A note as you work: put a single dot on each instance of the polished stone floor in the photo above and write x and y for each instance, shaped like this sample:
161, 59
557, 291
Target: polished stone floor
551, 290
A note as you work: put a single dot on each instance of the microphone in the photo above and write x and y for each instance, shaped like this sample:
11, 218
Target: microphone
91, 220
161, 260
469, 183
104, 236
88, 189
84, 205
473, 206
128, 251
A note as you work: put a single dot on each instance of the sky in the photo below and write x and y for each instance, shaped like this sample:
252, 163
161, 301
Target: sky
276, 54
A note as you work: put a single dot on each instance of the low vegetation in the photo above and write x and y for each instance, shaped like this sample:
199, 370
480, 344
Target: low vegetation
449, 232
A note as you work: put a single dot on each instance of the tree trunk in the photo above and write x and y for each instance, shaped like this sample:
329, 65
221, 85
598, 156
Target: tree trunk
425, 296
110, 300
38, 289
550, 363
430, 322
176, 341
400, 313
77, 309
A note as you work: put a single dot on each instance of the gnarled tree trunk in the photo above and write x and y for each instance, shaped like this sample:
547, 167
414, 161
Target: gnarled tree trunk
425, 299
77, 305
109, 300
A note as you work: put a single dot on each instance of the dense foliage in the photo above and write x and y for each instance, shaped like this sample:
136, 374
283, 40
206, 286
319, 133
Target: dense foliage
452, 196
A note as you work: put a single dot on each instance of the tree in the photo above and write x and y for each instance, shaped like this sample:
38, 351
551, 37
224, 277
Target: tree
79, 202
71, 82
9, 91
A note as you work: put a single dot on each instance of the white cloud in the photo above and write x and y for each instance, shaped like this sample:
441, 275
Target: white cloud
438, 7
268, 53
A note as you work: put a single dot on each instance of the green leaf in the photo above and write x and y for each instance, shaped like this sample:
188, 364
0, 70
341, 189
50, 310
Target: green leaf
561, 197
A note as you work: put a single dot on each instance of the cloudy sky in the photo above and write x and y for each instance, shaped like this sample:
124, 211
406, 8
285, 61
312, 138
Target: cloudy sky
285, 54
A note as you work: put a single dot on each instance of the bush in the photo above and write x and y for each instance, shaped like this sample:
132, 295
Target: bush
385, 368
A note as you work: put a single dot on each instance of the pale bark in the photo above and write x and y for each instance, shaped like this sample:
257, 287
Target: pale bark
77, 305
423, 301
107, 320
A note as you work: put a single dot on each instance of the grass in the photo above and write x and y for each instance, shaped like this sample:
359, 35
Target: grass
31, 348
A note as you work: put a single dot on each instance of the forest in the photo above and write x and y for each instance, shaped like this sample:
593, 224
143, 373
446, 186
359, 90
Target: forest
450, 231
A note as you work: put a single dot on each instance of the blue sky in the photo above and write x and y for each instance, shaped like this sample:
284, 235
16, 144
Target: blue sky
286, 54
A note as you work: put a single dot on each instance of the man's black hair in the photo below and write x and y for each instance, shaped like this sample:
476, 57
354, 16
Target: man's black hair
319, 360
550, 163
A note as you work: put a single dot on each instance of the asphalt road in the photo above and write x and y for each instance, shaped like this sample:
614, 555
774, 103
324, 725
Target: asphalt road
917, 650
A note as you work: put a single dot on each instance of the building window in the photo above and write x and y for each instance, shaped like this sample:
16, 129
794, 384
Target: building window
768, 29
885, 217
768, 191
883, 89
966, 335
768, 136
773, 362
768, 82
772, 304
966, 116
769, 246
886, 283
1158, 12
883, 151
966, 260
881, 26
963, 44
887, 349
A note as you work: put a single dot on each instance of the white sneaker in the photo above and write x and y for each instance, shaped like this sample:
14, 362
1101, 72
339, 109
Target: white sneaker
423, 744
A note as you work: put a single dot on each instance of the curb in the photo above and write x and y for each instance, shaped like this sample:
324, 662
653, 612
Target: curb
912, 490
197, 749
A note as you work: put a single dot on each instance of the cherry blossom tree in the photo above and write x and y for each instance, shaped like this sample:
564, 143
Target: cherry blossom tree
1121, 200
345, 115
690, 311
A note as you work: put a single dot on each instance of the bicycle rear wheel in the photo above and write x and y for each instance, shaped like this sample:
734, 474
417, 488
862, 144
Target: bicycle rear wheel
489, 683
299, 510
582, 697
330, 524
========================
## REQUIRED TASK
From the line that contains "of the curb" down to the last line of the listing above, repeat each line exactly, and include nothing else.

## WRITTEN RESPONSE
A note as you work: put a single dot on each instance of the curb in the photo above and write x and y for each instance, shaped like this sample:
324, 662
653, 612
Target: curb
912, 490
197, 749
A note as you work: put a single dot on each instance of the cherry blossom tree in the photo above and write x and y for each instance, shaped like this sample:
564, 143
Target: cherry blossom tree
1121, 200
345, 115
690, 311
A note as you work: put a single dot on each instance of the bicycle rear wheel in the photo above and write x and y for each instance, shaped like this sample:
734, 474
417, 488
862, 144
Target: bicycle rear wheel
489, 683
299, 510
582, 697
330, 524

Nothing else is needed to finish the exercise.